Exercise brief |
Exactly as written, print out each entry in the data, with no pictures.
Given entries Block Start
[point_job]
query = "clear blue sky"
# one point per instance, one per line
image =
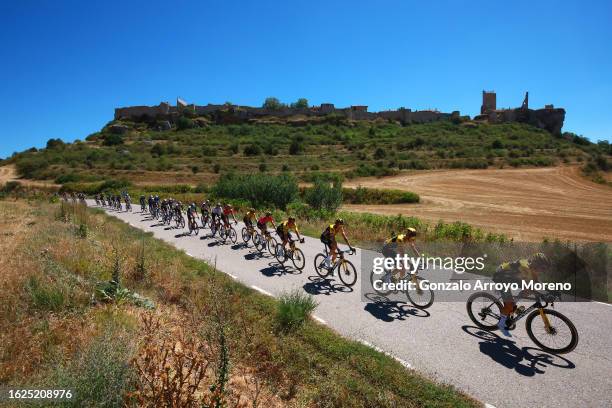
(65, 65)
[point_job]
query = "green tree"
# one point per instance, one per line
(326, 193)
(273, 103)
(301, 103)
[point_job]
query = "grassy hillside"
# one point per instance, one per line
(71, 328)
(198, 150)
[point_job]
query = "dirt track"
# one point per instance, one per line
(526, 204)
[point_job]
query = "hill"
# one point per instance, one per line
(196, 149)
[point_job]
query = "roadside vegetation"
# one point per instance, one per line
(200, 149)
(119, 317)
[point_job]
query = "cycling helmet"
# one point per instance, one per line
(539, 260)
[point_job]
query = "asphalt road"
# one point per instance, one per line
(440, 342)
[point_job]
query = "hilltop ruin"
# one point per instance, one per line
(548, 118)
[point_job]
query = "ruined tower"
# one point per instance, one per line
(489, 102)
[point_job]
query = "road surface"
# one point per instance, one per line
(441, 342)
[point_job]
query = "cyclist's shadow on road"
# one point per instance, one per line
(527, 361)
(324, 286)
(275, 269)
(387, 310)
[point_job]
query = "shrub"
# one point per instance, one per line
(259, 189)
(326, 194)
(183, 123)
(252, 150)
(112, 139)
(363, 195)
(296, 147)
(293, 309)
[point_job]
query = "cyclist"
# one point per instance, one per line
(397, 244)
(227, 211)
(217, 213)
(283, 231)
(328, 238)
(514, 272)
(262, 223)
(191, 215)
(248, 219)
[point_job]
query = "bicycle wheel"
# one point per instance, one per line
(259, 242)
(280, 254)
(560, 338)
(246, 235)
(420, 298)
(378, 277)
(484, 310)
(233, 235)
(347, 272)
(298, 259)
(272, 246)
(320, 267)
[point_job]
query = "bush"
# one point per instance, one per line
(326, 194)
(112, 139)
(363, 195)
(293, 309)
(296, 147)
(252, 150)
(183, 123)
(259, 189)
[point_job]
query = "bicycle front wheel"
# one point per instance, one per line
(272, 246)
(347, 273)
(298, 259)
(246, 235)
(484, 310)
(421, 298)
(558, 336)
(322, 271)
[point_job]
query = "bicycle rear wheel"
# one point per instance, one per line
(347, 272)
(484, 310)
(419, 297)
(233, 235)
(560, 338)
(280, 254)
(320, 267)
(298, 259)
(246, 235)
(378, 277)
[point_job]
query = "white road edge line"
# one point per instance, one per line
(260, 290)
(399, 360)
(318, 319)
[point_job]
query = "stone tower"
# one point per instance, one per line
(489, 102)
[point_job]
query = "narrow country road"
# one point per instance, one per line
(440, 342)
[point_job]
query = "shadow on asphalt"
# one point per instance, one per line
(527, 361)
(324, 286)
(275, 269)
(388, 310)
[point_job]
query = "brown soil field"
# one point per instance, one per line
(9, 173)
(525, 204)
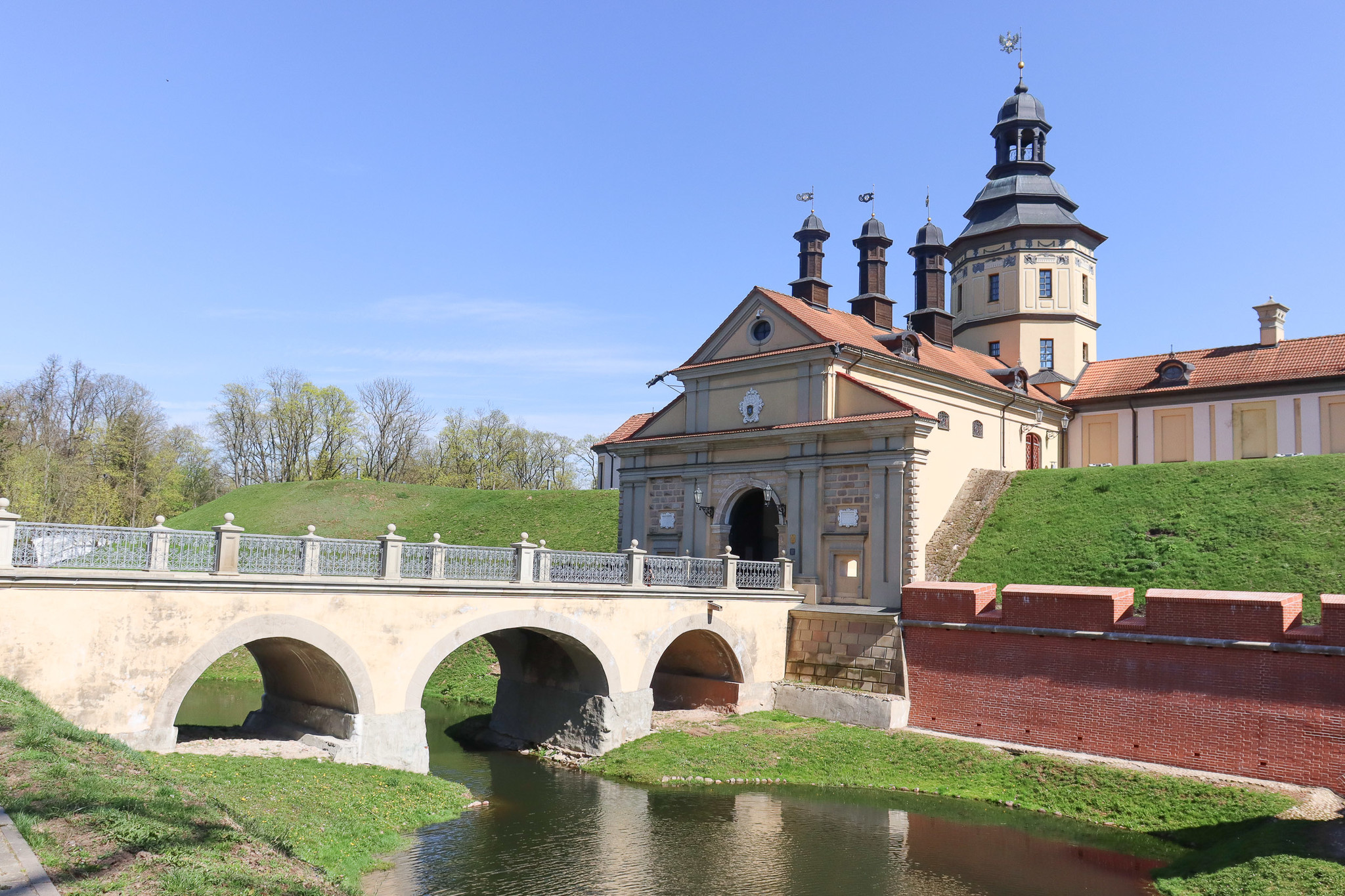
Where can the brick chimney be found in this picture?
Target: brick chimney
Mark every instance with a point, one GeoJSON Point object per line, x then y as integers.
{"type": "Point", "coordinates": [872, 303]}
{"type": "Point", "coordinates": [810, 286]}
{"type": "Point", "coordinates": [930, 319]}
{"type": "Point", "coordinates": [1271, 314]}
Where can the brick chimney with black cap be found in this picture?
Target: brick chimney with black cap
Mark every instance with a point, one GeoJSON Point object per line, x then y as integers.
{"type": "Point", "coordinates": [810, 286]}
{"type": "Point", "coordinates": [872, 303]}
{"type": "Point", "coordinates": [930, 319]}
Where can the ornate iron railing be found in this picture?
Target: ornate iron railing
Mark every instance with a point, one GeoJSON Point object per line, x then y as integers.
{"type": "Point", "coordinates": [84, 547]}
{"type": "Point", "coordinates": [590, 568]}
{"type": "Point", "coordinates": [275, 554]}
{"type": "Point", "coordinates": [350, 557]}
{"type": "Point", "coordinates": [481, 565]}
{"type": "Point", "coordinates": [695, 572]}
{"type": "Point", "coordinates": [759, 574]}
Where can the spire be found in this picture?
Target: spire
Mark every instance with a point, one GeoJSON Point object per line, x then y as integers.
{"type": "Point", "coordinates": [872, 303]}
{"type": "Point", "coordinates": [930, 319]}
{"type": "Point", "coordinates": [810, 286]}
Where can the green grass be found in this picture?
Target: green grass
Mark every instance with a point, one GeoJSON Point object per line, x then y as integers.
{"type": "Point", "coordinates": [106, 819]}
{"type": "Point", "coordinates": [583, 521]}
{"type": "Point", "coordinates": [337, 817]}
{"type": "Point", "coordinates": [1274, 524]}
{"type": "Point", "coordinates": [466, 676]}
{"type": "Point", "coordinates": [1222, 840]}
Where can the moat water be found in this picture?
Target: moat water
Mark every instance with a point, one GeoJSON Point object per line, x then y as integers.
{"type": "Point", "coordinates": [553, 830]}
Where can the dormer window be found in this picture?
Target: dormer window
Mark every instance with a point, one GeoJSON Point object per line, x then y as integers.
{"type": "Point", "coordinates": [1173, 371]}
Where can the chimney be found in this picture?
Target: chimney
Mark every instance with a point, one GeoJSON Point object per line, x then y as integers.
{"type": "Point", "coordinates": [930, 319]}
{"type": "Point", "coordinates": [1271, 314]}
{"type": "Point", "coordinates": [872, 303]}
{"type": "Point", "coordinates": [810, 286]}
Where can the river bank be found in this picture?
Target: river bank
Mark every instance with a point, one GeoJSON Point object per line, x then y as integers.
{"type": "Point", "coordinates": [1231, 842]}
{"type": "Point", "coordinates": [102, 817]}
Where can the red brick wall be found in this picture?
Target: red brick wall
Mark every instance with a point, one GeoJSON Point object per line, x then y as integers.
{"type": "Point", "coordinates": [1250, 712]}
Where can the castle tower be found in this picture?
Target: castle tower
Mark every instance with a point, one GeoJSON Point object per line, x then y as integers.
{"type": "Point", "coordinates": [930, 319]}
{"type": "Point", "coordinates": [810, 286]}
{"type": "Point", "coordinates": [1024, 272]}
{"type": "Point", "coordinates": [872, 301]}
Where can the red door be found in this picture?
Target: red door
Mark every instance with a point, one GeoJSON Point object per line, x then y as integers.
{"type": "Point", "coordinates": [1033, 452]}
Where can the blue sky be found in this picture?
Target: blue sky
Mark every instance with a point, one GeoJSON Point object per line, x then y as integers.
{"type": "Point", "coordinates": [540, 206]}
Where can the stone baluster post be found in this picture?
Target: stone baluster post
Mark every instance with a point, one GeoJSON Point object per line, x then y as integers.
{"type": "Point", "coordinates": [635, 565]}
{"type": "Point", "coordinates": [159, 535]}
{"type": "Point", "coordinates": [731, 567]}
{"type": "Point", "coordinates": [544, 562]}
{"type": "Point", "coordinates": [313, 551]}
{"type": "Point", "coordinates": [437, 555]}
{"type": "Point", "coordinates": [390, 554]}
{"type": "Point", "coordinates": [9, 527]}
{"type": "Point", "coordinates": [523, 551]}
{"type": "Point", "coordinates": [227, 545]}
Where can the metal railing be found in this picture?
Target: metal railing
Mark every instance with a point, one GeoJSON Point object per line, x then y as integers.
{"type": "Point", "coordinates": [229, 551]}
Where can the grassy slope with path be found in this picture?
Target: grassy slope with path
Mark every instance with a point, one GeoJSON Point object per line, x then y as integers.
{"type": "Point", "coordinates": [1275, 524]}
{"type": "Point", "coordinates": [1231, 844]}
{"type": "Point", "coordinates": [583, 521]}
{"type": "Point", "coordinates": [102, 817]}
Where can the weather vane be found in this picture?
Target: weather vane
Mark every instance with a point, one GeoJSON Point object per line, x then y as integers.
{"type": "Point", "coordinates": [868, 198]}
{"type": "Point", "coordinates": [1009, 43]}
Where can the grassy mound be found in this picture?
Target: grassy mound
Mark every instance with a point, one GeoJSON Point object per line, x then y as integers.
Given entries Block End
Your response |
[point_job]
query = "clear blue sky"
# one point per instance, one per line
image =
(65, 65)
[point_job]
query = "green tree"
# one point per instance, one per line
(326, 193)
(273, 103)
(301, 103)
[point_job]
query = "grassy hillside"
# one point per instance, one per line
(71, 328)
(198, 150)
[point_job]
query = "dirt track"
# one point per instance, one per line
(526, 204)
[point_job]
query = "hill"
# one point per instance, one per line
(196, 149)
[point_job]
query = "roadside vegetation"
# one point per instance, one per line
(200, 149)
(119, 317)
[point_job]
query = "cycling helmet"
# one point per instance, one per line
(539, 260)
[point_job]
query = "asphalt road"
# one point per instance, one per line
(440, 342)
[point_job]
query = "hilltop ruin"
# one point per instance, one per line
(548, 118)
[point_job]
query = "ruined tower"
# one point per instance, one per line
(489, 102)
[point_job]
query = "road surface"
# one point per instance, one per line
(441, 342)
[point_job]
query = "cyclist's shadow on road"
# one point per instance, one per line
(527, 361)
(324, 286)
(275, 269)
(387, 310)
[point_job]
query = "shrub"
# one point per instance, one per line
(259, 189)
(326, 194)
(183, 123)
(252, 150)
(112, 139)
(363, 195)
(296, 147)
(293, 309)
[point_job]
query = "cyclist"
# one point per instance, one per line
(397, 244)
(227, 211)
(217, 213)
(283, 231)
(328, 238)
(514, 272)
(262, 223)
(191, 215)
(248, 219)
[point_job]
query = "bicycle wheel"
# one point per instance, one per line
(259, 242)
(280, 254)
(560, 338)
(246, 235)
(420, 298)
(378, 277)
(484, 310)
(233, 235)
(347, 272)
(298, 259)
(272, 246)
(320, 267)
[point_job]
query = "bush"
# one point per instance, one per line
(326, 194)
(112, 139)
(363, 195)
(293, 309)
(296, 147)
(252, 150)
(183, 123)
(259, 189)
[point_job]
query = "bicycle front wheel"
# one point per instance, one per line
(272, 246)
(347, 273)
(298, 259)
(246, 235)
(484, 310)
(421, 298)
(558, 336)
(322, 271)
[point_job]
query = "bicycle rear wheel"
# one point per instance, one per line
(347, 272)
(484, 310)
(419, 297)
(233, 235)
(560, 338)
(280, 254)
(320, 267)
(298, 259)
(246, 235)
(378, 277)
[point_job]
query = "white road edge line"
# one point per instance, one per line
(260, 290)
(399, 360)
(318, 319)
[point_job]
query = "stone tower"
# one point per instance, one per line
(489, 102)
[point_job]
query = "narrow country road"
# one point per instance, one per line
(440, 342)
[point_job]
query = "shadow on asphalt"
# one point per instance, one per line
(527, 361)
(324, 286)
(275, 269)
(388, 310)
[point_job]
query = "brown soil field"
# one point per instance, one per line
(9, 173)
(525, 204)
Where can the brick chimney be found in this picture?
Target: brick chimney
Mark every instance with a point, one GeoJSON Point object per line, x then y as integers.
{"type": "Point", "coordinates": [872, 303]}
{"type": "Point", "coordinates": [810, 286]}
{"type": "Point", "coordinates": [930, 319]}
{"type": "Point", "coordinates": [1271, 314]}
Where can the brick chimney with black cap be found in this picture?
Target: brick chimney with black cap
Mark every instance with a point, one GeoJSON Point object per line, x then y as integers.
{"type": "Point", "coordinates": [810, 286]}
{"type": "Point", "coordinates": [872, 303]}
{"type": "Point", "coordinates": [930, 319]}
Where can the ornate iron railing be found in this picture?
Target: ornate iron railing
Mark every instance with a point, one GeoJSON Point object per line, x then y as integers.
{"type": "Point", "coordinates": [84, 547]}
{"type": "Point", "coordinates": [590, 568]}
{"type": "Point", "coordinates": [275, 554]}
{"type": "Point", "coordinates": [350, 557]}
{"type": "Point", "coordinates": [481, 565]}
{"type": "Point", "coordinates": [695, 572]}
{"type": "Point", "coordinates": [759, 574]}
Where can the spire be found in this picture?
Target: spire
Mark every instance with a point, one GeoJSON Point object per line, x then y as integers.
{"type": "Point", "coordinates": [872, 303]}
{"type": "Point", "coordinates": [930, 319]}
{"type": "Point", "coordinates": [810, 286]}
Where can the green grass be found in this picture?
Target: green grass
Mark every instance with a point, one GeoJSON Point object per line, x then y as integers.
{"type": "Point", "coordinates": [106, 819]}
{"type": "Point", "coordinates": [583, 521]}
{"type": "Point", "coordinates": [337, 817]}
{"type": "Point", "coordinates": [1274, 524]}
{"type": "Point", "coordinates": [466, 676]}
{"type": "Point", "coordinates": [1222, 840]}
Where can the moat water be found in this picture?
Target: moat water
Mark every instance with a point, one GeoJSON Point object per line, x then y as integers.
{"type": "Point", "coordinates": [553, 830]}
Where can the dormer window be found in this picture?
Target: dormer window
Mark every instance with a point, one GeoJSON Point object per line, x then y as integers.
{"type": "Point", "coordinates": [1173, 371]}
Where can the chimney be found in this picture?
Target: chimney
Mark every instance with a point, one GeoJSON Point object per line, x then y as integers.
{"type": "Point", "coordinates": [930, 319]}
{"type": "Point", "coordinates": [1271, 314]}
{"type": "Point", "coordinates": [872, 303]}
{"type": "Point", "coordinates": [810, 286]}
Where can the river bank be found in this picture?
Target: river bank
Mark every instance with a point, one GeoJSON Point object per line, x then y as integers.
{"type": "Point", "coordinates": [1231, 842]}
{"type": "Point", "coordinates": [102, 817]}
Where can the red brick wall be found in this picture?
Target: red brick wall
Mark every instance with a point, one GeoJSON Point object per line, x then y as integers.
{"type": "Point", "coordinates": [1250, 712]}
Where can the castle tower be found in this picture?
Target: castle tower
Mark every instance with a point, one GeoJSON Point object per line, x then y as integers.
{"type": "Point", "coordinates": [930, 319]}
{"type": "Point", "coordinates": [810, 286]}
{"type": "Point", "coordinates": [1024, 272]}
{"type": "Point", "coordinates": [872, 301]}
Where can the red door be found in this picture?
Target: red door
Mark every instance with a point, one GeoJSON Point object per line, x then y as integers.
{"type": "Point", "coordinates": [1033, 452]}
Where can the blue sky be found in this picture?
Target: blue sky
Mark every instance with a point, one GeoJSON Point object per line, x then y as integers.
{"type": "Point", "coordinates": [540, 206]}
Where can the stone baluster post be found in this picture?
Target: stone baluster post
Mark every instance with a point, one GeoJSON Point object per line, x then y as integers.
{"type": "Point", "coordinates": [635, 565]}
{"type": "Point", "coordinates": [159, 535]}
{"type": "Point", "coordinates": [731, 567]}
{"type": "Point", "coordinates": [544, 562]}
{"type": "Point", "coordinates": [313, 551]}
{"type": "Point", "coordinates": [437, 555]}
{"type": "Point", "coordinates": [390, 554]}
{"type": "Point", "coordinates": [9, 527]}
{"type": "Point", "coordinates": [523, 551]}
{"type": "Point", "coordinates": [227, 545]}
Where can the metal railing be found in this picture?
Target: metal railing
Mark every instance with a point, one GeoJSON Point object per line, x then y as integers.
{"type": "Point", "coordinates": [229, 551]}
Where can the grassy slope with path be found in this picture?
Target: grassy slope with path
Mark every instance with a point, one GeoJSON Point object per line, x then y as integers.
{"type": "Point", "coordinates": [1275, 524]}
{"type": "Point", "coordinates": [1231, 844]}
{"type": "Point", "coordinates": [583, 521]}
{"type": "Point", "coordinates": [102, 817]}
Where can the weather vane be found in this picture?
Target: weather vane
Mark every instance with a point, one GeoJSON Point object per line, x then y as integers.
{"type": "Point", "coordinates": [868, 198]}
{"type": "Point", "coordinates": [1009, 43]}
Where can the grassy mound be found in this picture?
Target: grassy mound
Mark every instance with a point, one GeoJSON Point object per line, x then y as integers.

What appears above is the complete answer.